§ Article
And yet, taxpayers likely will keep paying Link handsomely for years to come: He’s gotten $200,000 from his state pension, and counting.
Those payments are part of nearly $2 million in state retirement checks that WBEZ documented going out to a mix of federally charged, convicted and self-admitted felons who once served under the Capitol dome in Springfield. In some cases, loved ones were the beneficiaries.
Former Illinois House Speaker Michael Madigan and his indicted inner circle all have drawn hundreds of thousands of dollars in state pension payments while they await upcoming federal corruption trials. Madigan has pleaded not guilty.
Former state Rep. Edward Acevedo, D-Chicago, pleaded guilty to federal tax evasion and last year was drawing his state pension while serving time in a federal prison.
The group also includes the widow of former state Sen. Martin Sandoval, D-Chicago. He admitted pocketing more than $250,000 in bribes as a legislator. After his death in 2020, his wife has continued to receive his pension.
All of these cases won sign-off from an obscure state panel, often on the advice of Illinois Attorney General Kwame Raoul. Raoul’s office found that the criminal wrongdoing of people like Acevedo and Link didn’t disqualify them from their pensions because it wasn’t linked to their work as public officials. That’s a legal standard Illinois pension boards rely on to decide who gets a pension, and who doesn’t.
But told of WBEZ’s findings, some legislative critics aren’t soothed by the legal arguments justifying taxpayer-funded pensions for felonious ex-lawmakers, particularly in an era when few non-political workers are in line for pensions during their retirements.

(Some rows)
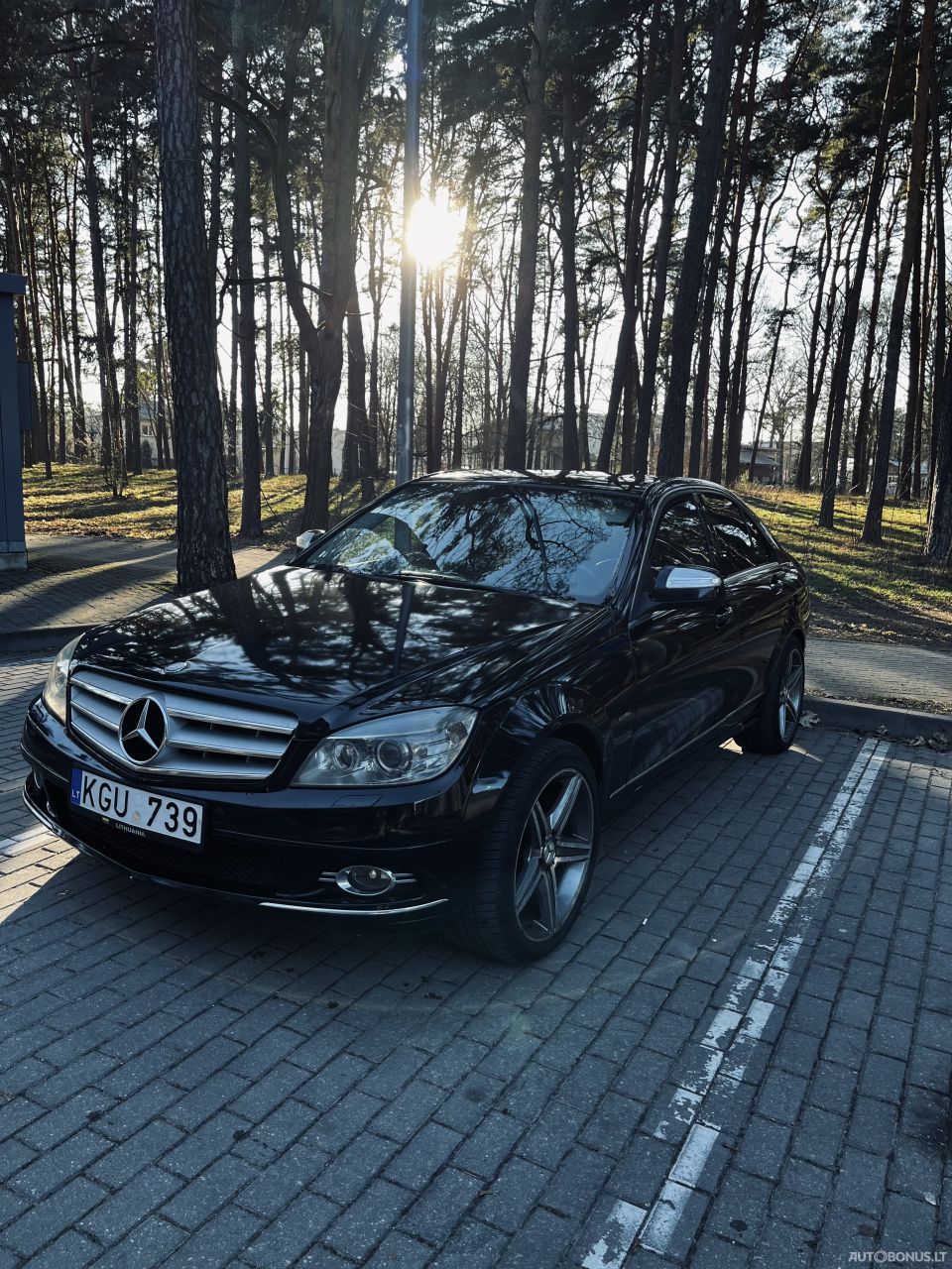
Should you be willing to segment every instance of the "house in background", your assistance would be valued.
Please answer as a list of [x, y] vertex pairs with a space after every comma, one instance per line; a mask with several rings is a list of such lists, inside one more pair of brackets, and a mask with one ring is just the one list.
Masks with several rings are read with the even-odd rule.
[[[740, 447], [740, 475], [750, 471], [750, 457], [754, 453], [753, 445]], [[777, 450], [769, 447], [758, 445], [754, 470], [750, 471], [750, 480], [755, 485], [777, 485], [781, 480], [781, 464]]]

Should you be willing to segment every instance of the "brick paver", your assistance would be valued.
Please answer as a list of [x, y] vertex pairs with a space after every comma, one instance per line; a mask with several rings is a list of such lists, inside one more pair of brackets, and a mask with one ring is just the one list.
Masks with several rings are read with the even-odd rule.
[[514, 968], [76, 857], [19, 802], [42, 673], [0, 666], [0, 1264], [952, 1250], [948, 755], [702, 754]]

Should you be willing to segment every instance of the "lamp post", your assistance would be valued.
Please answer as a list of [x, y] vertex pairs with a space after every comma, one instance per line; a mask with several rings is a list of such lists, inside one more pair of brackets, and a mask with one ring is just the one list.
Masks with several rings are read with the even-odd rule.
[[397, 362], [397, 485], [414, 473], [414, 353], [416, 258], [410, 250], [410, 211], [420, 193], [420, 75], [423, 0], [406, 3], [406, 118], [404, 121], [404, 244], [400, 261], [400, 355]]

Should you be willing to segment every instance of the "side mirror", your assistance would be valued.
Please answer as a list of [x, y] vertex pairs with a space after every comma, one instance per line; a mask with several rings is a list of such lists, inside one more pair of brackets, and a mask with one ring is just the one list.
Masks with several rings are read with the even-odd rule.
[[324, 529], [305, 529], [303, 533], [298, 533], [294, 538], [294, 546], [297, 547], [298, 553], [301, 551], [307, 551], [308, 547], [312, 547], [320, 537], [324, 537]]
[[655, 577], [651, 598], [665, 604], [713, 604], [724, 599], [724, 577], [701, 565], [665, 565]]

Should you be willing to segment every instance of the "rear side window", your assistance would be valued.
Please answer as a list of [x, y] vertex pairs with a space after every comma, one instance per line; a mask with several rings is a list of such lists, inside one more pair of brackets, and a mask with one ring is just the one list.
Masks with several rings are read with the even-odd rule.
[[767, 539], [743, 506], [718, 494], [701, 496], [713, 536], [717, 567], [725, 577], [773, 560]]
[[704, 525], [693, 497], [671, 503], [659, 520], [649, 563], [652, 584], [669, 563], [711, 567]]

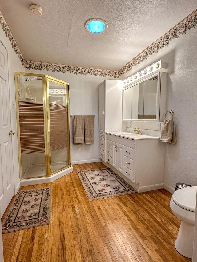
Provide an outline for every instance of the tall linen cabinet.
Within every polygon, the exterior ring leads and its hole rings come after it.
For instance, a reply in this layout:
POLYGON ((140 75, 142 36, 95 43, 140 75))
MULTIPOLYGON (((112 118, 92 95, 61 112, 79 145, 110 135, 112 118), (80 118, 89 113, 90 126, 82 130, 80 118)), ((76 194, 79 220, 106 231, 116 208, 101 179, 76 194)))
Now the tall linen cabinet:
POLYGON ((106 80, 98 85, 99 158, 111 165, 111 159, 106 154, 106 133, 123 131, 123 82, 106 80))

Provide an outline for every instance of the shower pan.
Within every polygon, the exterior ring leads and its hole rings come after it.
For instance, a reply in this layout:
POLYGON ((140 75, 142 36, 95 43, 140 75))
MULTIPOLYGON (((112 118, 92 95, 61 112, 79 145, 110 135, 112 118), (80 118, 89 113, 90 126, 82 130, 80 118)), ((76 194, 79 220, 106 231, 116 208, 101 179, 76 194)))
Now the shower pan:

==

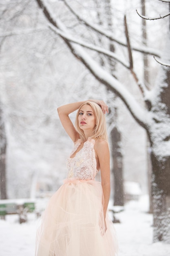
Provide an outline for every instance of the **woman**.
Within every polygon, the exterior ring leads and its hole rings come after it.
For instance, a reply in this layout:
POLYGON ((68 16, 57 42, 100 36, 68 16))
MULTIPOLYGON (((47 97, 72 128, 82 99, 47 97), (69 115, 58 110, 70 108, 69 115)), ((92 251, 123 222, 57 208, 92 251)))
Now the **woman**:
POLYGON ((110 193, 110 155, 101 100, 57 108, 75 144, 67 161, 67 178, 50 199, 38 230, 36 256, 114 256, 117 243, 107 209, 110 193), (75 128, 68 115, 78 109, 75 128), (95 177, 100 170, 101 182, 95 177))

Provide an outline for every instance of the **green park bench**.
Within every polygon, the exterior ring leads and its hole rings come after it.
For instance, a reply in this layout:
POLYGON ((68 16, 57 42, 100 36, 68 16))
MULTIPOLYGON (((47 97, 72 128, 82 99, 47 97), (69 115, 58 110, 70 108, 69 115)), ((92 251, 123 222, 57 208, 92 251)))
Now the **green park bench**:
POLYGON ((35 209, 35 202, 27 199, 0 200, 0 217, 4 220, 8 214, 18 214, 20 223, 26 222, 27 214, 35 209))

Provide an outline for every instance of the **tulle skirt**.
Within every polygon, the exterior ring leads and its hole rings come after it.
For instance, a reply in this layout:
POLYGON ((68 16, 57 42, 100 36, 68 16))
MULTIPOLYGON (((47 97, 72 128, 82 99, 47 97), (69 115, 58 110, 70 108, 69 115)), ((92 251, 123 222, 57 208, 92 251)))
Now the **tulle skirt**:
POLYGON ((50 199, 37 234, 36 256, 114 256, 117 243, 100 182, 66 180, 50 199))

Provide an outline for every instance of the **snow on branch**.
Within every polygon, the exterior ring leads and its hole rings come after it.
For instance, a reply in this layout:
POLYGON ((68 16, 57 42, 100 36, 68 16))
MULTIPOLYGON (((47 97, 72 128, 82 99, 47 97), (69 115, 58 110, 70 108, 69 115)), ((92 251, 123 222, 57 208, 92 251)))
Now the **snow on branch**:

§ Tasks for this exercise
1. Copy out the rows between the line holding "Provide an outline for every instance of the **green" and the line holding "Now the **snow", inclusive, requests and all, shifting every vertex coordinate in their answers by -111. Output only those rows.
2. Continue the article about state pensions paid to convicted former Illinois lawmakers from where it stops.

§ Expected responses
1.
Provide an outline for every instance of the **green park bench**.
Within every polygon, the exterior ring leads and its hole rings come after it.
For instance, a reply in this layout:
POLYGON ((68 16, 57 42, 100 36, 68 16))
MULTIPOLYGON (((47 97, 72 128, 82 99, 47 97), (69 115, 58 110, 70 108, 69 115)), ((92 251, 123 222, 57 208, 92 251)))
Now the **green park bench**:
POLYGON ((-76 98, -76 91, -84 88, -111 89, -111 106, -107 109, -103 103, -93 103, -91 112, -85 111, -84 103, -76 98))

Provide an outline for every instance of the **tulle skirt**.
Within every polygon, the exterior ring leads and its hole rings come after it.
For instance, a reply in this layout:
POLYGON ((68 16, 57 42, 100 36, 68 16))
MULTIPOLYGON (((47 97, 72 128, 82 99, 47 97), (69 115, 58 110, 70 108, 69 115)), ((92 251, 123 222, 57 208, 92 251)))
Now the **tulle skirt**:
POLYGON ((-61 88, -74 123, -75 145, 3 145, 6 132, -11 71, -45 69, -61 88))

Provide an outline for every instance of the **snow on branch**.
Within every polygon, the exterior ring leads and its hole rings come after it.
For instance, a reply in this layout:
POLYGON ((68 16, 57 42, 100 36, 68 16))
MULTIPOLYGON (((47 97, 72 128, 82 99, 47 97), (69 115, 58 110, 70 108, 69 115)), ((92 251, 123 222, 57 208, 92 251)))
Now the **snow on branch**:

2.
“If you asked 100 people on the street if this was OK, 100 people on the street would say no,” said state Sen. Mary Edly-Allen, D-Libertyville.
She favors barring ex-lawmakers from drawing state pensions if they are convicted of felonies.
“We need to start over again and pass something that doesn’t allow this to happen in the future,” she said. “It’s really a betrayal of the public’s trust on many levels.”
The case for letting a mole keep his pension
Link’s undercover work for federal law enforcement contributed to the 2021 bribery conviction of former state Rep. Luis Arroyo, D-Chicago. (Link denied being a government mole to reporters, but WBEZ and other outlets have confirmed through a source who was not authorized to speak about it publicly that the former state senator secretly recorded Arroyo).
But it was Link’s later admission to federal tax evasion that put his state pension at risk.
He admitted to using more than $73,000 in campaign funds for personal expenses and not declaring that as income to the government. Using political money as Link did is against state law. In fact, banning the use of campaign money for personal benefits was a good-government reform for which Link himself voted in 1998, his second year in the legislature.
The state panel that approved Link’s pension didn’t make the call on its own — the state General Assembly Retirement System board received legal guidance from the attorney general about whether Link’s wrongdoing met the statutory requirement to cost him his pension.
Raoul’s office said Link’s felony wasn’t enough to disqualify him.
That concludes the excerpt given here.